EXTRACTED MATERIAL:
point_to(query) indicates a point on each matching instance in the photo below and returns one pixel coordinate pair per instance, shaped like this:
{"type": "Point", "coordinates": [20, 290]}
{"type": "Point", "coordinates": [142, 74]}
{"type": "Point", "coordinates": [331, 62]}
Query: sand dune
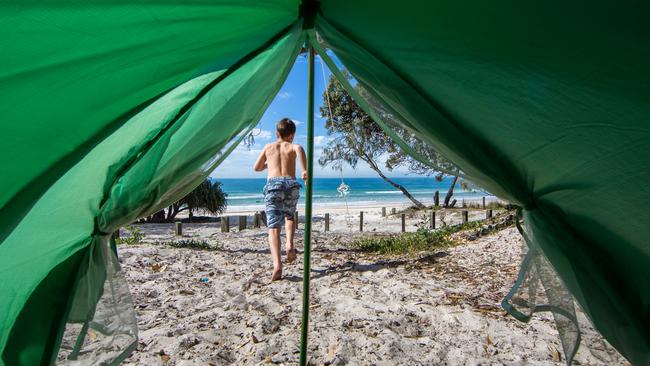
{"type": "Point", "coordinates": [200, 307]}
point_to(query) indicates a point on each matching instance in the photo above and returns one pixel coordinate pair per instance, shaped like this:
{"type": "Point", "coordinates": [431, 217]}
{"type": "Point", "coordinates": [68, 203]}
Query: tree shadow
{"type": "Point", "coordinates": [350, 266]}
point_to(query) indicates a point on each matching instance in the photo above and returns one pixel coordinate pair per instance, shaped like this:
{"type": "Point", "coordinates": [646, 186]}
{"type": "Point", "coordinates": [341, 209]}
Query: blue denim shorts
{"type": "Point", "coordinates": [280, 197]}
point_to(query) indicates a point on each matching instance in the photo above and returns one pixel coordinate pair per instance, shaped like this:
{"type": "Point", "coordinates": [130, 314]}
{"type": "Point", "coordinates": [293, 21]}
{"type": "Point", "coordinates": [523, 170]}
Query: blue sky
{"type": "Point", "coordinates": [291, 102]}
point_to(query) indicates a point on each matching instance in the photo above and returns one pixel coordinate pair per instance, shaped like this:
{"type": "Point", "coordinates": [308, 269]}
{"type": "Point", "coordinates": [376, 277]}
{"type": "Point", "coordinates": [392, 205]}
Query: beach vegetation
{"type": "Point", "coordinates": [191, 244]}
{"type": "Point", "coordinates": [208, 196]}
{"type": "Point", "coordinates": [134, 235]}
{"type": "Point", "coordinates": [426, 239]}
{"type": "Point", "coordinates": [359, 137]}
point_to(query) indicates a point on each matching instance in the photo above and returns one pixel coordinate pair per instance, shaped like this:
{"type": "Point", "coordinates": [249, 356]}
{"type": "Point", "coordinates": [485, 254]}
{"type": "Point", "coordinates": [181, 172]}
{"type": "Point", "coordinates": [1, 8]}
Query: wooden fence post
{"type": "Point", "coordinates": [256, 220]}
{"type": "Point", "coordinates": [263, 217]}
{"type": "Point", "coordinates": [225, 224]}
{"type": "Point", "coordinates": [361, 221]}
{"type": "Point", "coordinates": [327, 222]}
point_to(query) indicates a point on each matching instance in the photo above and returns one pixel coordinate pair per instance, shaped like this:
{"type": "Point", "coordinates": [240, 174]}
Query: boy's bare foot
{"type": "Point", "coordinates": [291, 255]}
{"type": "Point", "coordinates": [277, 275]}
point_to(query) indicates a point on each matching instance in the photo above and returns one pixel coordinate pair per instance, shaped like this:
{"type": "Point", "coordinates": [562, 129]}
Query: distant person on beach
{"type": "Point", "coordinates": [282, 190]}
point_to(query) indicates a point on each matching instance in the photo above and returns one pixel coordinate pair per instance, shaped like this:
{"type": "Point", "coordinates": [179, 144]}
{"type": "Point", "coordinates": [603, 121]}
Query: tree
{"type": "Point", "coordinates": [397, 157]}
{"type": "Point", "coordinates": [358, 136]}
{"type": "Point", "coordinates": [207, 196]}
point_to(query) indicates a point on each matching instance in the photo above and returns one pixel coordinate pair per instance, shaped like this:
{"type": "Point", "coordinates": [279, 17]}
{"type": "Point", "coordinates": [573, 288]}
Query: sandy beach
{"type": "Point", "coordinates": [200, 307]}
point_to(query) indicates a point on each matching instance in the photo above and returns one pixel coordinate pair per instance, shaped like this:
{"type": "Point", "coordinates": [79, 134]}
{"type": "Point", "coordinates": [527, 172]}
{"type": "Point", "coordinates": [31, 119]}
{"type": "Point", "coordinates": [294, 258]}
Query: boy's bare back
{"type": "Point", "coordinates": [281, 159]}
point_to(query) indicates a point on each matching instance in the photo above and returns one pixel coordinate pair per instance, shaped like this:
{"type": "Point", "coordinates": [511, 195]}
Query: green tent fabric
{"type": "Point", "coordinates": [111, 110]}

ASSIGNMENT: Restate the material word for word, minus pictures.

EXPECTED OUTPUT:
point_to(query) indicates a point on each matching instance in the photo below and returns one pixel coordinate pair per instance, shaped like this:
{"type": "Point", "coordinates": [20, 290]}
{"type": "Point", "coordinates": [142, 74]}
{"type": "Point", "coordinates": [331, 62]}
Query: sand dune
{"type": "Point", "coordinates": [200, 307]}
point_to(query) indicates a point on each matching instance in the photo above and returns one pixel coordinate pair per instance, shaped like this:
{"type": "Point", "coordinates": [431, 217]}
{"type": "Point", "coordinates": [68, 203]}
Query: tree shadow
{"type": "Point", "coordinates": [350, 266]}
point_to(query) indicates a point on each matching instance in the photo above and returns one pixel coordinate pair per instance, shaped like this:
{"type": "Point", "coordinates": [646, 186]}
{"type": "Point", "coordinates": [341, 209]}
Query: blue denim shorts
{"type": "Point", "coordinates": [280, 197]}
point_to(query) indicates a point on each matching instance in the photo above and returns one pixel coordinate pair per instance, shaped like this:
{"type": "Point", "coordinates": [130, 314]}
{"type": "Point", "coordinates": [293, 21]}
{"type": "Point", "coordinates": [523, 170]}
Query: blue sky
{"type": "Point", "coordinates": [291, 102]}
point_to(query) indicates a point on each matching instance in the photo above and returns one pixel coordinate pair per instance, shaped like this:
{"type": "Point", "coordinates": [308, 269]}
{"type": "Point", "coordinates": [376, 277]}
{"type": "Point", "coordinates": [392, 205]}
Query: beach vegetation
{"type": "Point", "coordinates": [191, 244]}
{"type": "Point", "coordinates": [208, 196]}
{"type": "Point", "coordinates": [134, 235]}
{"type": "Point", "coordinates": [426, 239]}
{"type": "Point", "coordinates": [359, 137]}
point_to(query) indicates a point on each matching instance in the photo above and returns one pixel coordinate pair per instance, shaped like this:
{"type": "Point", "coordinates": [249, 356]}
{"type": "Point", "coordinates": [485, 254]}
{"type": "Point", "coordinates": [181, 172]}
{"type": "Point", "coordinates": [1, 8]}
Query: wooden fence post
{"type": "Point", "coordinates": [256, 220]}
{"type": "Point", "coordinates": [263, 217]}
{"type": "Point", "coordinates": [225, 224]}
{"type": "Point", "coordinates": [361, 221]}
{"type": "Point", "coordinates": [327, 222]}
point_to(query) indicates a point on each matching instance in the photo above and returns one pixel coordinate pair per instance, shaped like this:
{"type": "Point", "coordinates": [240, 174]}
Query: boy's bare foot
{"type": "Point", "coordinates": [291, 255]}
{"type": "Point", "coordinates": [277, 275]}
point_to(query) indicates a point on each matching instance in the photo above and returns one pixel coordinate pair per instance, shaped like this:
{"type": "Point", "coordinates": [562, 129]}
Query: distant person on beach
{"type": "Point", "coordinates": [282, 190]}
point_to(query) indicates a point on each matching instance in the photo above and returns one pixel coordinate pair per instance, shaped like this:
{"type": "Point", "coordinates": [179, 144]}
{"type": "Point", "coordinates": [603, 121]}
Query: tree
{"type": "Point", "coordinates": [397, 157]}
{"type": "Point", "coordinates": [358, 136]}
{"type": "Point", "coordinates": [207, 196]}
point_to(query) indicates a point on each matching instance in the photo above and returns one pixel coordinate pair per instance, shaped like this:
{"type": "Point", "coordinates": [279, 17]}
{"type": "Point", "coordinates": [573, 288]}
Query: sandy beach
{"type": "Point", "coordinates": [200, 307]}
point_to(query) indicates a point on each matching instance in the photo above and returns one pixel coordinate pair per instance, shaped like this:
{"type": "Point", "coordinates": [79, 134]}
{"type": "Point", "coordinates": [527, 172]}
{"type": "Point", "coordinates": [31, 119]}
{"type": "Point", "coordinates": [294, 258]}
Query: boy's bare back
{"type": "Point", "coordinates": [281, 159]}
point_to(query) indicates a point on each matching instance in the photo above and returns one pixel coordinate pair per instance, shaped like this:
{"type": "Point", "coordinates": [511, 195]}
Query: green tent fabric
{"type": "Point", "coordinates": [111, 110]}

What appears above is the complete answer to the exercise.